** Opening DATA SHOWN block **

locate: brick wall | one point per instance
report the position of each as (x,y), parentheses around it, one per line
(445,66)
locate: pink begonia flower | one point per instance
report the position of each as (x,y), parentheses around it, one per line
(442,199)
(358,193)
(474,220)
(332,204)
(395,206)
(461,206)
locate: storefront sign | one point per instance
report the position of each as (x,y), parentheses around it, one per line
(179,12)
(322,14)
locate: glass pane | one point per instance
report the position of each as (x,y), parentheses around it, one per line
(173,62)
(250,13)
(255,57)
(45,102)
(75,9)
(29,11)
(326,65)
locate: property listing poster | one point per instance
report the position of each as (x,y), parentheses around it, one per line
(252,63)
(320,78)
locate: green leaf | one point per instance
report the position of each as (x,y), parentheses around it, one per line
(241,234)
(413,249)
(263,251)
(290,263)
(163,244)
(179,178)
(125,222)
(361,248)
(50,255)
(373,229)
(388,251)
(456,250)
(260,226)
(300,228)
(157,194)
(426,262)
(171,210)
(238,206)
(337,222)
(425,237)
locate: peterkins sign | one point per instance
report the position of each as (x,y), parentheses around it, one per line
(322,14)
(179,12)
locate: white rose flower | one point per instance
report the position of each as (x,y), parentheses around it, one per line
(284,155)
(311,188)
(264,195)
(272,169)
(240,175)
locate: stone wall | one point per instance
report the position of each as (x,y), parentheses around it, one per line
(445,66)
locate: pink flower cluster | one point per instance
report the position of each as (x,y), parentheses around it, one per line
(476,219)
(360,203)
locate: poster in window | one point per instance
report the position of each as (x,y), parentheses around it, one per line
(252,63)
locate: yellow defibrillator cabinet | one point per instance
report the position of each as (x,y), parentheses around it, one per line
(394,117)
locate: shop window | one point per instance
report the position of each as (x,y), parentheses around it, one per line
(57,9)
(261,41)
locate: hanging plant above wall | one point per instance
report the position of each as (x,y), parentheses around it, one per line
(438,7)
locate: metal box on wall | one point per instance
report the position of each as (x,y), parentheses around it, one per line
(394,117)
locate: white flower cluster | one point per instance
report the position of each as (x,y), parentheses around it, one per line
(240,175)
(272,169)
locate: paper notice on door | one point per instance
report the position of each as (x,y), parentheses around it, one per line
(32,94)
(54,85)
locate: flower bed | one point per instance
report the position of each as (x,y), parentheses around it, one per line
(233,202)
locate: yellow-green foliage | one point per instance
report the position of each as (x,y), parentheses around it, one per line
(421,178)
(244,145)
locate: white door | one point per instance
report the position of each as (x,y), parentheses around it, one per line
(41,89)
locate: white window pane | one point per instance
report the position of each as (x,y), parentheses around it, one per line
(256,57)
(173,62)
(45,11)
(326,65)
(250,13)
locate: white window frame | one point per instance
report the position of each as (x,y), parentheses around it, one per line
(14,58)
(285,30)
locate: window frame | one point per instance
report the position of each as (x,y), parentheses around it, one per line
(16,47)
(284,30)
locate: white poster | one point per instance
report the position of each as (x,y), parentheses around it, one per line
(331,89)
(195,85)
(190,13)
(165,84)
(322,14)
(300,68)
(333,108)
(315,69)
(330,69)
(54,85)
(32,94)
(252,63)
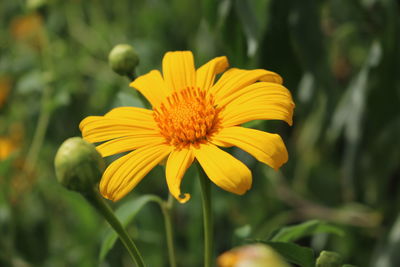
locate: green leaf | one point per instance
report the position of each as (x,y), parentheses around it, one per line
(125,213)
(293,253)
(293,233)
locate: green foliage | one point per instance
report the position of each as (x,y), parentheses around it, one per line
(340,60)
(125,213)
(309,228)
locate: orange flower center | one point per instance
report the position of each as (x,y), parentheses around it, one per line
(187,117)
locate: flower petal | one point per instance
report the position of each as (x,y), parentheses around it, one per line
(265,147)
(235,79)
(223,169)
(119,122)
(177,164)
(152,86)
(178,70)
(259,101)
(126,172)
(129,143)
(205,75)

** Closing DATA SHOWN block **
** Opening DATA SHOWN block **

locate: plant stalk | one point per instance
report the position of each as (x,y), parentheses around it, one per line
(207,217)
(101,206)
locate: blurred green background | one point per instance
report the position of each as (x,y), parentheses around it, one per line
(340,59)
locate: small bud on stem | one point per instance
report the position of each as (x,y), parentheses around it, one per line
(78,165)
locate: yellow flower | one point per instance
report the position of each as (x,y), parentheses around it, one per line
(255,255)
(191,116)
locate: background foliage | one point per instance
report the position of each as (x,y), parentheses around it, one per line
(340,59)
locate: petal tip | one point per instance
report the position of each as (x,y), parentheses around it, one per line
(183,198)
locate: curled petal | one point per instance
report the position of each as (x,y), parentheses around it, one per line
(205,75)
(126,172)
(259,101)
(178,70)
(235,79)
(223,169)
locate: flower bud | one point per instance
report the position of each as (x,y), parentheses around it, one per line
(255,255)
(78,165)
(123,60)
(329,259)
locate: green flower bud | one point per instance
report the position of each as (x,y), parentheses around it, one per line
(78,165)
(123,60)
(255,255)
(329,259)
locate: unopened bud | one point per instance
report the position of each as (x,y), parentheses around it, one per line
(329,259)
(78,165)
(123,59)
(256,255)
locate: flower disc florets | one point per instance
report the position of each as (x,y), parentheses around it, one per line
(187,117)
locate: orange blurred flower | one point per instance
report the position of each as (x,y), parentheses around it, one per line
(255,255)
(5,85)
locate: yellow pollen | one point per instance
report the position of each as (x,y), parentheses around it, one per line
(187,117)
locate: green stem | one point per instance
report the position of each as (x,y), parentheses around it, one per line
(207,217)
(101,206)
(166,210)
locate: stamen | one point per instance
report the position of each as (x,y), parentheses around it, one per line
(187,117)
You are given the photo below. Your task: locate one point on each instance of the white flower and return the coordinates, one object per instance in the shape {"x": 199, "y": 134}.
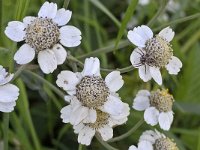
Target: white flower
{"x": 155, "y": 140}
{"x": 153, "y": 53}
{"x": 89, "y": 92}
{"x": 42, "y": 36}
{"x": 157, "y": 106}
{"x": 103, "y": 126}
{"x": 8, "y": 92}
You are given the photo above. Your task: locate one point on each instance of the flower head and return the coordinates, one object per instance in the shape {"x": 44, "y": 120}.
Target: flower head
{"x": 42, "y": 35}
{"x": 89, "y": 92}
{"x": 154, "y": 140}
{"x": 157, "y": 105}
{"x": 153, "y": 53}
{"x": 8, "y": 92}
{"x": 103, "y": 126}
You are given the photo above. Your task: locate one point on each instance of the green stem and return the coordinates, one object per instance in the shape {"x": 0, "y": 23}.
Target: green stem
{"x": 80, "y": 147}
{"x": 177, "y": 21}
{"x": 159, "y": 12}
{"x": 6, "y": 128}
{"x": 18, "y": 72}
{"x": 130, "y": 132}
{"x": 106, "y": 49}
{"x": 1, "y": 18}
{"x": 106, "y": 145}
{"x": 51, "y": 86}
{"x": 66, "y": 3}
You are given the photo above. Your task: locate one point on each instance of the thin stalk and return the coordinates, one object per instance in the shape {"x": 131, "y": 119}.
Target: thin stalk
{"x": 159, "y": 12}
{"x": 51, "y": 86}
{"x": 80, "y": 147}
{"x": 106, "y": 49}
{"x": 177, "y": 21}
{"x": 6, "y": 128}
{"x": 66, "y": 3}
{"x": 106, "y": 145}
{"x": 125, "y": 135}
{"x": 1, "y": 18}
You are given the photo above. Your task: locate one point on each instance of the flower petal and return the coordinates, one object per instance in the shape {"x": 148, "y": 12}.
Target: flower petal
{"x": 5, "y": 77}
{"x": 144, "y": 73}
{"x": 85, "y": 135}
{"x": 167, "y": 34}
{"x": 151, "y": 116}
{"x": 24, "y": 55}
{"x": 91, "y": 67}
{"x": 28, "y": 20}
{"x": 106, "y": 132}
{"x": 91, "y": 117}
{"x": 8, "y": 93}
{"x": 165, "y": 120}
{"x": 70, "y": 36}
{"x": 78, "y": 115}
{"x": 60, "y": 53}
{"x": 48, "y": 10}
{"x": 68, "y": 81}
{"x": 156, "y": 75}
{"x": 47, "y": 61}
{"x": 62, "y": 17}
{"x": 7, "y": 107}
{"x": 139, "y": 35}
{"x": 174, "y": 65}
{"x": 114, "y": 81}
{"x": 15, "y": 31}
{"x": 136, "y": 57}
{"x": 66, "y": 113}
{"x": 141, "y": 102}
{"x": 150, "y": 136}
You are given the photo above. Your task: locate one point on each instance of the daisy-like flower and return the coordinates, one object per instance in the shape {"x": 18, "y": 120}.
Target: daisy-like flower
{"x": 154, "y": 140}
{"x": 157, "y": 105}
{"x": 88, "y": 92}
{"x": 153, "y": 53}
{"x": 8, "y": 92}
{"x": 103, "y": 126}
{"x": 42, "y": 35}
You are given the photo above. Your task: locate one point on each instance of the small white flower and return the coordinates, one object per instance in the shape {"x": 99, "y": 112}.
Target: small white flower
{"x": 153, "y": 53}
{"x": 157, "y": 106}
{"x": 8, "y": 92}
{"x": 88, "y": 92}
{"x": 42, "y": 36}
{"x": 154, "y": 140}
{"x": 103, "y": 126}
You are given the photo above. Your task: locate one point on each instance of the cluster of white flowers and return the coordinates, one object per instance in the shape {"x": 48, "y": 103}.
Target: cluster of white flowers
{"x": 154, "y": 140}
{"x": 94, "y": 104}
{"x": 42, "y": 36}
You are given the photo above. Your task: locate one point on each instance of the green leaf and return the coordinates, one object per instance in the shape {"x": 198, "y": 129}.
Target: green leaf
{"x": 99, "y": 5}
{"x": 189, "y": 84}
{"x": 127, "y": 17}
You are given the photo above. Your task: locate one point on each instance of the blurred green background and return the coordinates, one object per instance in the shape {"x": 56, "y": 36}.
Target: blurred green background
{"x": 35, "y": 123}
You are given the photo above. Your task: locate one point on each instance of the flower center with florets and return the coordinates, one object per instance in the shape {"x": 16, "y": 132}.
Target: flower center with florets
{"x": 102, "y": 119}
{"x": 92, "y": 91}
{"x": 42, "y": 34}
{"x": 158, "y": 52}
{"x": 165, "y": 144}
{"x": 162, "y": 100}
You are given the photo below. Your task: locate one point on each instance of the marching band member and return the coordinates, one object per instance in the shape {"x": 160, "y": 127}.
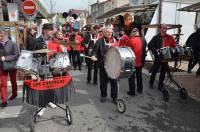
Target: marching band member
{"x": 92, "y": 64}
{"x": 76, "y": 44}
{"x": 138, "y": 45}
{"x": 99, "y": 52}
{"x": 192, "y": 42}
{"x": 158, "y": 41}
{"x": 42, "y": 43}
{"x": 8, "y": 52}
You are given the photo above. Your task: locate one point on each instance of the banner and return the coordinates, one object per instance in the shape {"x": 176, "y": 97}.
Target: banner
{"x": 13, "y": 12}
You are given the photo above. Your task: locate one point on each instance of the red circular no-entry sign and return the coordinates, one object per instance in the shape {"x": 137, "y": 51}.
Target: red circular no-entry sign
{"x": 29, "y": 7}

** Closing DATA SHOWN block **
** Opening DATA SHOWN block **

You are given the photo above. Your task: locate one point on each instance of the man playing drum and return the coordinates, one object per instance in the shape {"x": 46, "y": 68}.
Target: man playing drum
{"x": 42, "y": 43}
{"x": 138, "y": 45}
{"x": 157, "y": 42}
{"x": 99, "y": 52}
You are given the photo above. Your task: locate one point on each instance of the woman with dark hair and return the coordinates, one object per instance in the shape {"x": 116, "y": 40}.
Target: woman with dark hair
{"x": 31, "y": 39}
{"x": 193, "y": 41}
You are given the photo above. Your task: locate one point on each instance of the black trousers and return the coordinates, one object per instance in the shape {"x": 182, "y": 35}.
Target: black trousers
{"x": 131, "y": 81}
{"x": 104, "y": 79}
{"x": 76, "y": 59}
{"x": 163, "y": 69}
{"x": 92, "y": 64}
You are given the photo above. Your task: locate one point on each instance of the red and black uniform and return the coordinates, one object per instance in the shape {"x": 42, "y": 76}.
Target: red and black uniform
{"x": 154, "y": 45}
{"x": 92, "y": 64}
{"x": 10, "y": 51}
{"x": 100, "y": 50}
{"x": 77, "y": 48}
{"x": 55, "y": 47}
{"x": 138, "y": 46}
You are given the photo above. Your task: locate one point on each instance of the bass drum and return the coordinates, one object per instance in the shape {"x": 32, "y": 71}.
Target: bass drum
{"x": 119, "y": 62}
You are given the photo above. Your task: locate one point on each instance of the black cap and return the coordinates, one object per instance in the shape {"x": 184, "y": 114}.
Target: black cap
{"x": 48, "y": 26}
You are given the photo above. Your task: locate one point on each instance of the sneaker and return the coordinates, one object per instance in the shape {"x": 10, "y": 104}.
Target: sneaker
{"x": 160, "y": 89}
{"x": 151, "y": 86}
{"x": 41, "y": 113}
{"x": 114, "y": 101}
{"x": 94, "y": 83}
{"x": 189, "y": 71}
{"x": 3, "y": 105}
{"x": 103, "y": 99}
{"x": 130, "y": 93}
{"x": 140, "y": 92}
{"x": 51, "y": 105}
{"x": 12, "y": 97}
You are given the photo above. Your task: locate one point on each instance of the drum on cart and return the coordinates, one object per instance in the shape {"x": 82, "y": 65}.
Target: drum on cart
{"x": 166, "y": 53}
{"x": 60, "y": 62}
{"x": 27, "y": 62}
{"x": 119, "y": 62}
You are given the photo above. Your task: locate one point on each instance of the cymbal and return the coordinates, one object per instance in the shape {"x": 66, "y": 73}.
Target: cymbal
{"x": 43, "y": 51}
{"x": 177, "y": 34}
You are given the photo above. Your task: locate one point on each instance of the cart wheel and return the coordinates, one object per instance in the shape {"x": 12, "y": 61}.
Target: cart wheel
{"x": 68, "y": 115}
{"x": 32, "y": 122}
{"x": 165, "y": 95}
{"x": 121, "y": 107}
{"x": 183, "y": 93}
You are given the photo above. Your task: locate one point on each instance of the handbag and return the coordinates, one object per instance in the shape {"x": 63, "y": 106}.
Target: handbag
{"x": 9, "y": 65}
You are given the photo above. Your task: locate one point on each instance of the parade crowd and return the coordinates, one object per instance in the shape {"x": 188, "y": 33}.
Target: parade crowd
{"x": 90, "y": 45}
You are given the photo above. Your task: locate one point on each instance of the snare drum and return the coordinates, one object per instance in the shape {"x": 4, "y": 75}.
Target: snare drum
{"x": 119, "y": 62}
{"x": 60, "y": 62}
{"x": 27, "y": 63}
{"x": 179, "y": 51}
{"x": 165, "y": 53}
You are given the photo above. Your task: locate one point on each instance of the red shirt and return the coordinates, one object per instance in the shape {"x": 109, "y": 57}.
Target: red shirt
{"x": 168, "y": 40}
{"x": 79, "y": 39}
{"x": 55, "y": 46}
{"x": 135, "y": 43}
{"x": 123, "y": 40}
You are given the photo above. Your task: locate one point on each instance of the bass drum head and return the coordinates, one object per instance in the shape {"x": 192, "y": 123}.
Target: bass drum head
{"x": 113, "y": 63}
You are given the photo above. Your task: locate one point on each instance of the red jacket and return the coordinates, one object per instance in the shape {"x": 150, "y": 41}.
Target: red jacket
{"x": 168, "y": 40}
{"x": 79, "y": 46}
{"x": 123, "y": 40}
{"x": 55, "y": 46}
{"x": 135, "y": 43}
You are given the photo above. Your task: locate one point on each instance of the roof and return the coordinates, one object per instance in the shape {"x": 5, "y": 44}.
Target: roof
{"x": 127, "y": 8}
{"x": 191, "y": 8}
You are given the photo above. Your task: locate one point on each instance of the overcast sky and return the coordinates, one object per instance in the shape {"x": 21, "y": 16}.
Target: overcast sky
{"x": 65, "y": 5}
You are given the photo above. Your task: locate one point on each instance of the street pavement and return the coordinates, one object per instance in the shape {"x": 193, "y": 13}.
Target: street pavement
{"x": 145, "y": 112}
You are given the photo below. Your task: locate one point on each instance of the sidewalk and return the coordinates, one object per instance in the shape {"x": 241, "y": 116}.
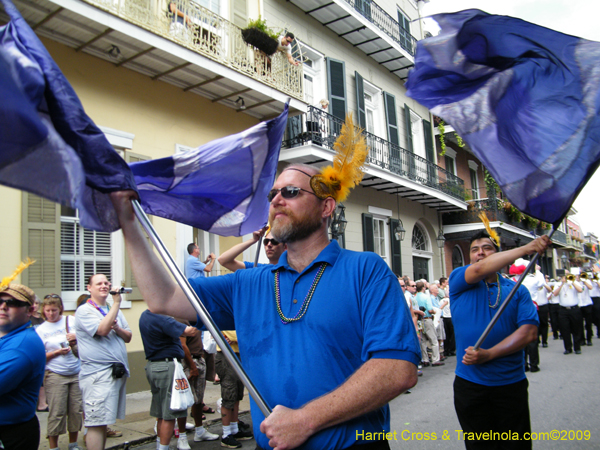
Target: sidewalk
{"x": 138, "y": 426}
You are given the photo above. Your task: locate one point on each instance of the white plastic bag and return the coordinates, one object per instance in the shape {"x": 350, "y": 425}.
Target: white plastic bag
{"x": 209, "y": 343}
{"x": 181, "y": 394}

** Closing DATA SHOWN block **

**ASSIGNMENT**
The lines to return are those in the entries above that hold "orange".

**ANSWER TO THE EXERCISE**
locate: orange flower center | one point per instance
locate: orange blurred flower | one point per instance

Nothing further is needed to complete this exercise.